Assigned task: Return exactly the lines of the records below, starting at the line that contains "Objective — for every instance of the wall, mark" and ending at the line that contains "Objective — for every instance of the hanging", with both of those lines kept.

Listed entries:
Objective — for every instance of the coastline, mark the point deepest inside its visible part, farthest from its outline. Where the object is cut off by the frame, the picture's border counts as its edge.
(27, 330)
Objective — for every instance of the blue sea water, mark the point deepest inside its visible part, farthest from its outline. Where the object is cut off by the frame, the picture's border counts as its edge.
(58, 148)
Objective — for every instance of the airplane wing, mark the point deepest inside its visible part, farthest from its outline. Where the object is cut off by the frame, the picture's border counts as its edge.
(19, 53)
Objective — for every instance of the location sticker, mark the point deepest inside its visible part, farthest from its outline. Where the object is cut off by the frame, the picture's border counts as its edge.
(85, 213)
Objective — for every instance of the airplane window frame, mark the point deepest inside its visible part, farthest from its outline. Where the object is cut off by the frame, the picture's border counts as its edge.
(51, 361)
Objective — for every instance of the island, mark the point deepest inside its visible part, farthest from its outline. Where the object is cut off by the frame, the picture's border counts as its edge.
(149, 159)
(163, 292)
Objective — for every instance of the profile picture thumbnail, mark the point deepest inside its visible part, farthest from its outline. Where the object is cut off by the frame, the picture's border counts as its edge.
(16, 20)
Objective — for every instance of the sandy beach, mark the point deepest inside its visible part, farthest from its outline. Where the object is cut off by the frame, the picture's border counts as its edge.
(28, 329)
==
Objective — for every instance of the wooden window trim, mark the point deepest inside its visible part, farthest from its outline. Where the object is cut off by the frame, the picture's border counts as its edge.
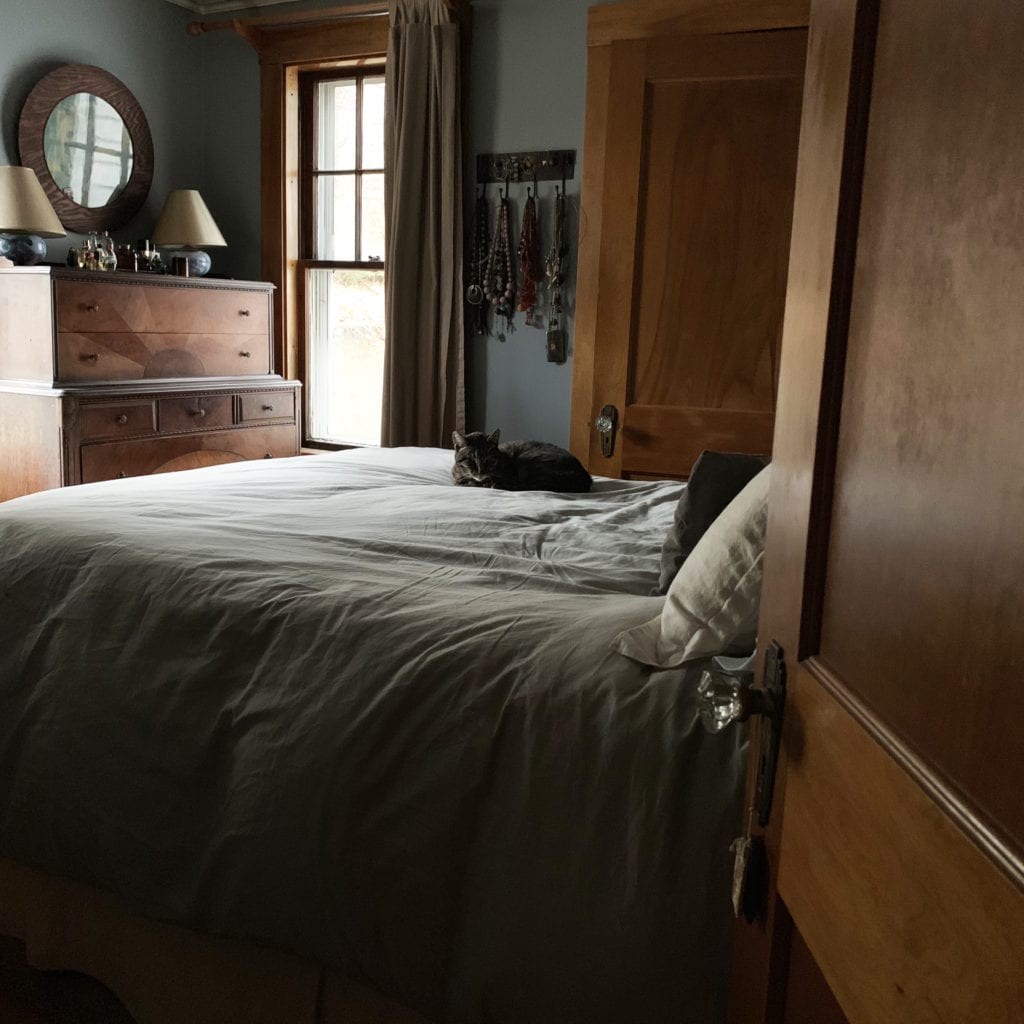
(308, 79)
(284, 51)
...
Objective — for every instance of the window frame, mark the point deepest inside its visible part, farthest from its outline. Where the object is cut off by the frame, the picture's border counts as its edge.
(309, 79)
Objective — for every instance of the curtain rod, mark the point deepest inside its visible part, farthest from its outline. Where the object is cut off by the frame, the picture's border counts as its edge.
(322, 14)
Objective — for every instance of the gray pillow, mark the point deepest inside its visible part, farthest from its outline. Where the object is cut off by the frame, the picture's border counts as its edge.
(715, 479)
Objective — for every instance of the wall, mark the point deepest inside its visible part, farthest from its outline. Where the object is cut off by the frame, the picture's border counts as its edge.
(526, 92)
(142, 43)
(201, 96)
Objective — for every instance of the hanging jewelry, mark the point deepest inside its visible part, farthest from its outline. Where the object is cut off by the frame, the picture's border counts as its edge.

Exercise output:
Objective — for every instance of the wall, mark the point deepest inside its visible part, farthest from its outline. Where the object is cut off by the frame, the picture's border counts as its edge.
(526, 92)
(142, 43)
(201, 96)
Objective — for every instance of the hanging jewelry, mark the point deepest inside its visible part, farthest from its outline. Where the object is cut off by the frame, the picture's border counts as its edge.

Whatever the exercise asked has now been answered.